Pointing dataset excerpts:
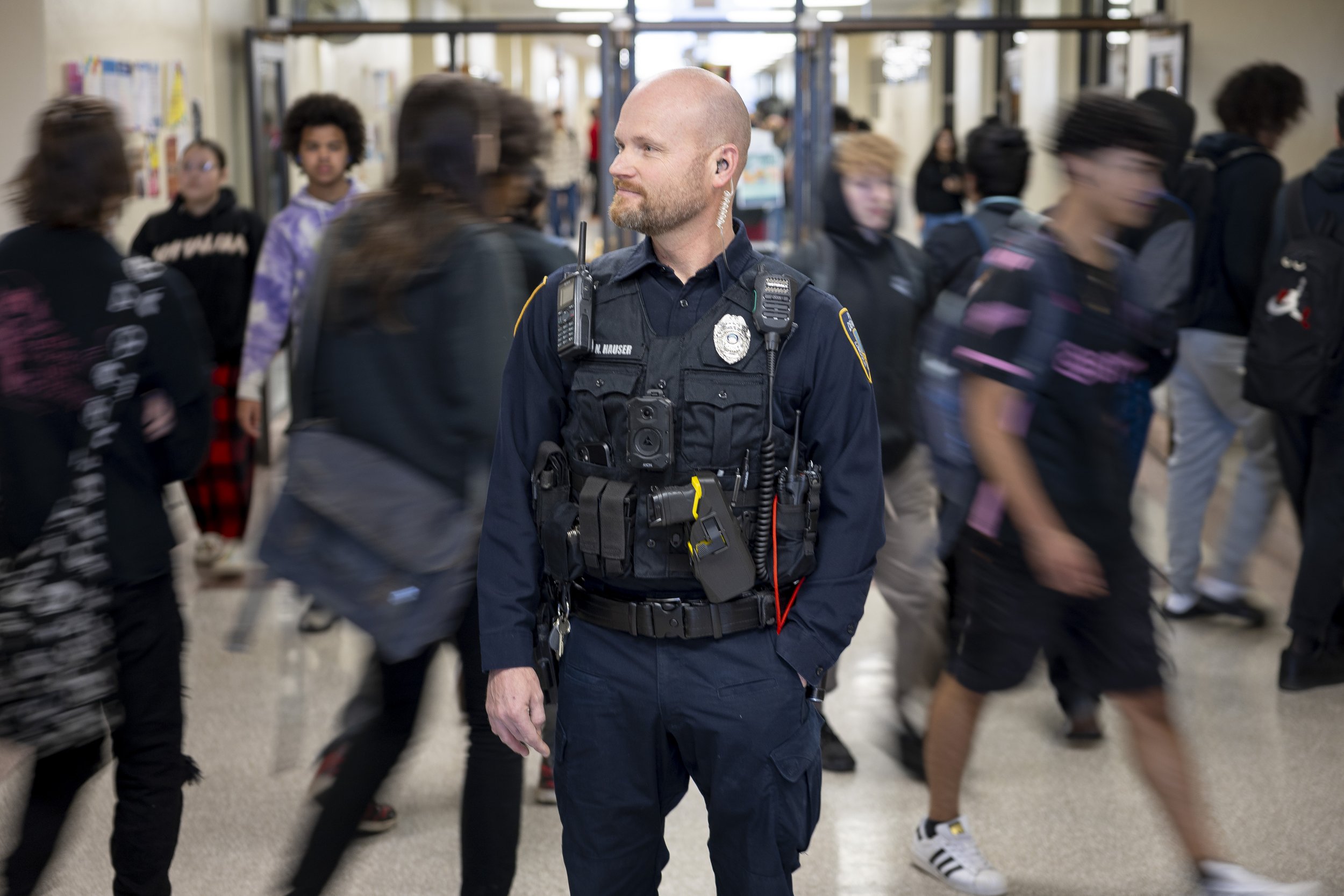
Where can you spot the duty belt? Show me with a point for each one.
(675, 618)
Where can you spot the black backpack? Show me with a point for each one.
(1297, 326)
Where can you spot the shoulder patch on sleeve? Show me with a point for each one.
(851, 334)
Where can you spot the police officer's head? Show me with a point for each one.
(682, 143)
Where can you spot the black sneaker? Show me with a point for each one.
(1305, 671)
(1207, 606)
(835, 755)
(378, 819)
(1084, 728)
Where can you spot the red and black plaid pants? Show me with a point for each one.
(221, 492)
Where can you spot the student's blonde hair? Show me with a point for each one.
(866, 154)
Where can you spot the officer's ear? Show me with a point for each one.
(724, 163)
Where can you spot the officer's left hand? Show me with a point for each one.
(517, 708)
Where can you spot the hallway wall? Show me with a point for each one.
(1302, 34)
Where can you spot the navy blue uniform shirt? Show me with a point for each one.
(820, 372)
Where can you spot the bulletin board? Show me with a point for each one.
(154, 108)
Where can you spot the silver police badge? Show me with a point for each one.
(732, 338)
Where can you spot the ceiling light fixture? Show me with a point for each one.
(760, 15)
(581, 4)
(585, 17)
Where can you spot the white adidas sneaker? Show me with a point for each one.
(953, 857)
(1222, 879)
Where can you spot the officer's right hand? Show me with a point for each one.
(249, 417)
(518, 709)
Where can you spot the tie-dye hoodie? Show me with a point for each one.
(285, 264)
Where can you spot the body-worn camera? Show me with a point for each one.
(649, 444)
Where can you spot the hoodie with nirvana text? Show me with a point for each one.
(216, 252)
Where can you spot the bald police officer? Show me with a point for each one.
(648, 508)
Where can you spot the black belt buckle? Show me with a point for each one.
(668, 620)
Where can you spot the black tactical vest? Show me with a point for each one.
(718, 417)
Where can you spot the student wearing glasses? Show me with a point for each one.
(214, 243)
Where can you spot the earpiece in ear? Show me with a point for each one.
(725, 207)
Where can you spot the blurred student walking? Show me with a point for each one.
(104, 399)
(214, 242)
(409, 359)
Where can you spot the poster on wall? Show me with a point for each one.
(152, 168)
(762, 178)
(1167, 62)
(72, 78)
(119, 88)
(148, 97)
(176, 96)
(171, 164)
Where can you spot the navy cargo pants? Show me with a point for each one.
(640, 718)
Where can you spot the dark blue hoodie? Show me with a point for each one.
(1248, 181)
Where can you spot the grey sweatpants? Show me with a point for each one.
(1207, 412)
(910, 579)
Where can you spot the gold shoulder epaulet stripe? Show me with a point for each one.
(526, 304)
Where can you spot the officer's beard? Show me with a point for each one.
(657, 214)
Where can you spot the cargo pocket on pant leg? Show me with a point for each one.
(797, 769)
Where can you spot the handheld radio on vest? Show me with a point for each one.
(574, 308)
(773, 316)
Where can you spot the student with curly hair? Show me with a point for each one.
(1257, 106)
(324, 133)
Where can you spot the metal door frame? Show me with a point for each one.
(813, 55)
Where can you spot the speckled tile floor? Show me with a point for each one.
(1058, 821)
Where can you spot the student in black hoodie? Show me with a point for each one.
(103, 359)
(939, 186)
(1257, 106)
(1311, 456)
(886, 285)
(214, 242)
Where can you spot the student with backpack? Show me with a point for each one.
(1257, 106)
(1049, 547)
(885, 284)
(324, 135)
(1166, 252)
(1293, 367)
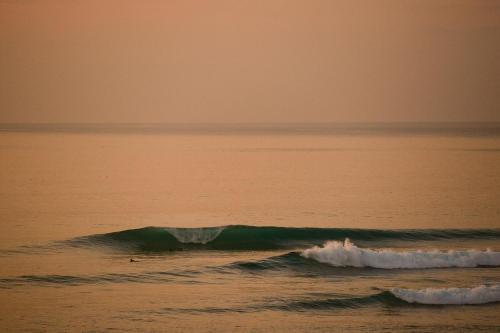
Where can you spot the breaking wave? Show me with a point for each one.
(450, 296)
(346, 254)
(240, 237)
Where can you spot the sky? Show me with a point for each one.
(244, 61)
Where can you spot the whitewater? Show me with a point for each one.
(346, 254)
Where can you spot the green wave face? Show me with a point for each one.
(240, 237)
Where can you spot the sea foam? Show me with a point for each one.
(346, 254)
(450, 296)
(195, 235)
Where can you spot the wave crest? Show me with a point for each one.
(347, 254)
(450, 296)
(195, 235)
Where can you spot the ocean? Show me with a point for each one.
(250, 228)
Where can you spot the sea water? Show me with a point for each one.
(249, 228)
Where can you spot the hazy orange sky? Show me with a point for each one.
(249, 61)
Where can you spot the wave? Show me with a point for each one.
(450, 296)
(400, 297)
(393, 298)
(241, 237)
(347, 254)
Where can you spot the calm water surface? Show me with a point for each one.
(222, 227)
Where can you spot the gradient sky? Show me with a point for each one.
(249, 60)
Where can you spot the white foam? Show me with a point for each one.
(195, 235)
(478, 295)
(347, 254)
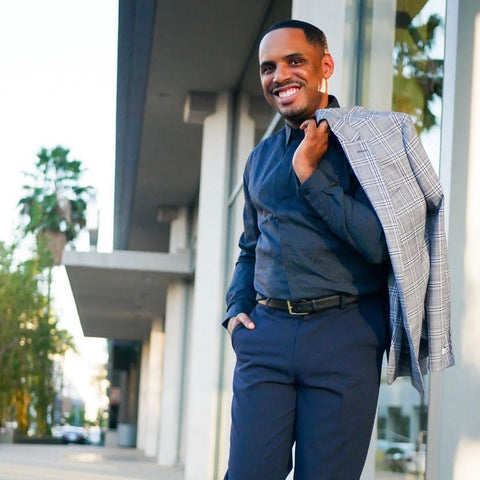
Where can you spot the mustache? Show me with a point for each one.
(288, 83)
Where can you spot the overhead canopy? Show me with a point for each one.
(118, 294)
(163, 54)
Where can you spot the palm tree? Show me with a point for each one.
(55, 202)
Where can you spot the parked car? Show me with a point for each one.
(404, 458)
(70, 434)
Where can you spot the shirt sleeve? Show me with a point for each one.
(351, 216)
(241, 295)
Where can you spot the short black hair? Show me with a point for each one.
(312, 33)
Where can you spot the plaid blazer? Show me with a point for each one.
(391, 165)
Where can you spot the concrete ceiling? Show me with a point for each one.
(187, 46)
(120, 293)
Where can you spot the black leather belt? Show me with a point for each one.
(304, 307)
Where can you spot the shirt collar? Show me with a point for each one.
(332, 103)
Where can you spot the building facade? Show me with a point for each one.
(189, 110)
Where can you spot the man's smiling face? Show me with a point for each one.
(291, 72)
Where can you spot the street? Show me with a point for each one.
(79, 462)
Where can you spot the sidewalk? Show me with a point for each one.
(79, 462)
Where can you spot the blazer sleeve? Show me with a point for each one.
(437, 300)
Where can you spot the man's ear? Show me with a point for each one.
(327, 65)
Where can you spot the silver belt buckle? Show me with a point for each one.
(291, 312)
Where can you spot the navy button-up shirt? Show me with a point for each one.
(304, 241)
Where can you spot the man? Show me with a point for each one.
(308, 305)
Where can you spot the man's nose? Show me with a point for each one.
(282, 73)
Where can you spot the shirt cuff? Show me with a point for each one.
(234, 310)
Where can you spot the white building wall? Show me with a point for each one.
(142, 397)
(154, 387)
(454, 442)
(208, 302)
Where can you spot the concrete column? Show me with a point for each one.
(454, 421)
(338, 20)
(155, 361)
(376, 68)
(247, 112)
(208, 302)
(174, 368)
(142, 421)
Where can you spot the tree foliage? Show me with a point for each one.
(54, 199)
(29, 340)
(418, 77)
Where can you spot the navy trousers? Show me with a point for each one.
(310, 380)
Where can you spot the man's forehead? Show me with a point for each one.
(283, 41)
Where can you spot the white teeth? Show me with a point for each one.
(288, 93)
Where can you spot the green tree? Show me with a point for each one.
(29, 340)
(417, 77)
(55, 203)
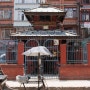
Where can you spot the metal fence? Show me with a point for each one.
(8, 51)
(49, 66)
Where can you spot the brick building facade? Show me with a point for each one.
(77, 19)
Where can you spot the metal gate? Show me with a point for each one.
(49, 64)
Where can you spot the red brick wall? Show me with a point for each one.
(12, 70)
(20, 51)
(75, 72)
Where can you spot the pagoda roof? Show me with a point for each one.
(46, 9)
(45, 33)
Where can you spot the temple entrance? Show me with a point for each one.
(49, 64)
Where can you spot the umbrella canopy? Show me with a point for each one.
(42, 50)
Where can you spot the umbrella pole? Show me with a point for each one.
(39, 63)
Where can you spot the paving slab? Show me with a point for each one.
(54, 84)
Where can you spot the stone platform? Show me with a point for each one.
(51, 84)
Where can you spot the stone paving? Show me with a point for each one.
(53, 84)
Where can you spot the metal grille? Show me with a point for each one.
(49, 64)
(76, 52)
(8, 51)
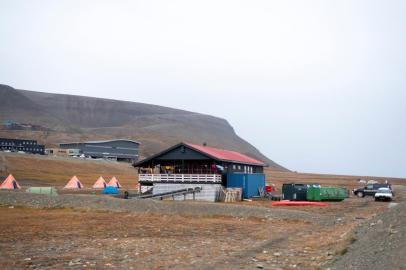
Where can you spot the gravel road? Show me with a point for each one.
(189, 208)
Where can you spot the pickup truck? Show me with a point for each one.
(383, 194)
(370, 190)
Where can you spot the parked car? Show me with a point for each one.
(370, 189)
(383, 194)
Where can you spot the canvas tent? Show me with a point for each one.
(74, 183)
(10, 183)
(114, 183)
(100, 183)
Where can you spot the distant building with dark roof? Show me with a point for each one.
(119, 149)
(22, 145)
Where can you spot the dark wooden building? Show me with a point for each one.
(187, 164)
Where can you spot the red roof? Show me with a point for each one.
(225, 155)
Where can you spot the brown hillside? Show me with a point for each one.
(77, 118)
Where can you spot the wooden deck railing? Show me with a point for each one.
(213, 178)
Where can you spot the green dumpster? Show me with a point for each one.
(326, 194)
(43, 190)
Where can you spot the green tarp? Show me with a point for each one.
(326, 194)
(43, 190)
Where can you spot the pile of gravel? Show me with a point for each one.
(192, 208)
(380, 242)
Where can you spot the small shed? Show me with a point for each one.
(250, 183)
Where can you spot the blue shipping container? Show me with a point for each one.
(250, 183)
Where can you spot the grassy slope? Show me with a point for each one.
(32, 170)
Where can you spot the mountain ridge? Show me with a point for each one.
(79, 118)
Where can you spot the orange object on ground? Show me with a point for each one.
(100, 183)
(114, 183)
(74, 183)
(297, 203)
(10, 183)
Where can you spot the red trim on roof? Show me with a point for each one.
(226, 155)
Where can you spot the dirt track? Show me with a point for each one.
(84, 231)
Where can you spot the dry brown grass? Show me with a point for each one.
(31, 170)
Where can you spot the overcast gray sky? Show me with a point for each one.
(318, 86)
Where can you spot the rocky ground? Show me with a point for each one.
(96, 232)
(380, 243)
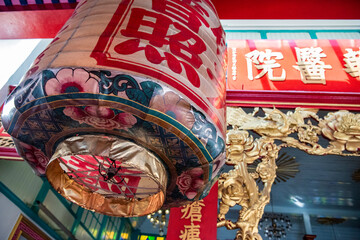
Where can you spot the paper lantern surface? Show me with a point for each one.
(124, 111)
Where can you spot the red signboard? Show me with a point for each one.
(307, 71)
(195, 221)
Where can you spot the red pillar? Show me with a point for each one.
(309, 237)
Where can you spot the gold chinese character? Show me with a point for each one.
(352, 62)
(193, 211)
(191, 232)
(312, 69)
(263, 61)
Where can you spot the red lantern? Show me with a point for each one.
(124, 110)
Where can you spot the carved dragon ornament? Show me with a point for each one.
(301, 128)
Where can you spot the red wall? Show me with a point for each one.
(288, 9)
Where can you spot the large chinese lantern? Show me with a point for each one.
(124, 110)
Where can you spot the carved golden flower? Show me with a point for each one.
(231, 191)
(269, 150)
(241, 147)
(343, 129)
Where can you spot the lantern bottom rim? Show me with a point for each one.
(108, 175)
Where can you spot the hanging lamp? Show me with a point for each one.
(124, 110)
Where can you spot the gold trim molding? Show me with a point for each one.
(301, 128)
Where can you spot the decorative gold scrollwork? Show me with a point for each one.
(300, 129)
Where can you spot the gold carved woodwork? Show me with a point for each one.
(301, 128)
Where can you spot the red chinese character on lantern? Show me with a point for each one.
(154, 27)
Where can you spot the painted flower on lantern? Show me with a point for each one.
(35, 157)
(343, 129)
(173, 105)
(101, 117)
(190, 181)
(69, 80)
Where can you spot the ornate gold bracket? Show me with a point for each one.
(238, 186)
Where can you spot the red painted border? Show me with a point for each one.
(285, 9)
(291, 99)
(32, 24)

• **What you should do**:
Lay out the stretch of records from the line containing "Where can you spot the grey" through the line containing "(1058, 821)" as a two-column CSV with the columns label_text and answer, giving one row per record. Put each field in quotation marks and turn line breaks inside a field into spaces.

• **Result below**:
label_text,answer
"Where can you spot the grey sweatpants? Show me with a point for each one.","(1207, 412) (910, 579)"
"Where can you spot the gold shoulder epaulet stripe? Show me with a point for each one.","(526, 304)"
"Where can you spot the officer's beard? Show me with a point for each one.","(657, 214)"
"Where can you spot the cargo pocket on pant leg? Show me with a point for each one.","(797, 769)"
"Where can you spot the handheld radio on vest? Show me with a point for each one.","(574, 308) (773, 316)"
"Where can you spot the student with curly hair? Show me with a point for each one.","(1257, 106) (324, 133)"
"Where can you spot the metal door frame? Show me with a point for each one.","(813, 55)"
"Where can you spot the speckled tile floor? Show me with a point for each one.","(1058, 821)"